- TASK REQUIREMENTS -
Reproduce the whole piece below on the EU leaders' debt-crisis summits word for word.

- DOCUMENT EXTRACT -
──────────
Of Berlin, bail-outs and Bollinger
You probably haven't been counting -- but I'm told that this week's meeting of EU leaders in Brussels is the 19th they've had since the debt crisis exploded. And as you'll have noticed, they haven't come up with a solution just yet.
In fact, quite the opposite. The tensions are greater, the differences deeper, the fears more profound than at any time since this whole wretched business began. And some commentators are wondering if it's not merely the survival of the euro that's at stake, but the survival of the European Union itself.
The deal they announced late last night -- to allow eurozone rescue funds to be used to prop up banks in trouble, without adding to a government's debt burden -- is unlikely to do more than offer a few days' respite. All the evidence of the past couple of years is that these mini-deals tend to be forgotten almost as soon as they've been agreed.
I remember for much of the 1990s traipsing around from EU capital to EU capital, sitting in cavernous media centres at summit meeting after summit meeting, as presidents and prime ministers drew up their master plan for a single currency that would somehow work without either political or fiscal union.
──────────
- SOURCE DATA -

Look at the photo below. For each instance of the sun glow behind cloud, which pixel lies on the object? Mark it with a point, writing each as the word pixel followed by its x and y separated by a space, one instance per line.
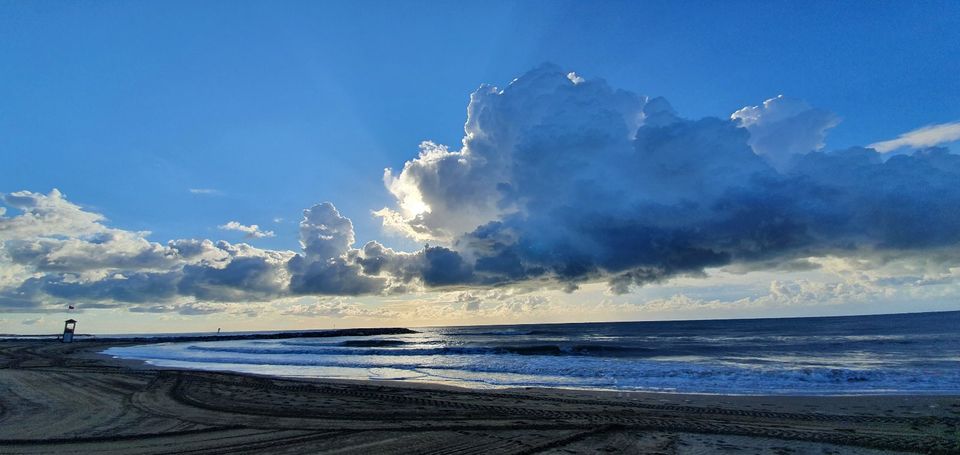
pixel 561 182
──────────
- ANSWER FOR THIS EXERCISE -
Of Berlin, bail-outs and Bollinger
You probably haven't been counting -- but I'm told that this week's meeting of EU leaders in Brussels is the 19th they've had since the debt crisis exploded. And as you'll have noticed, they haven't come up with a solution just yet.
In fact, quite the opposite. The tensions are greater, the differences deeper, the fears more profound than at any time since this whole wretched business began. And some commentators are wondering if it's not merely the survival of the euro that's at stake, but the survival of the European Union itself.
The deal they announced late last night -- to allow eurozone rescue funds to be used to prop up banks in trouble, without adding to a government's debt burden -- is unlikely to do more than offer a few days' respite. All the evidence of the past couple of years is that these mini-deals tend to be forgotten almost as soon as they've been agreed.
I remember for much of the 1990s traipsing around from EU capital to EU capital, sitting in cavernous media centres at summit meeting after summit meeting, as presidents and prime ministers drew up their master plan for a single currency that would somehow work without either political or fiscal union.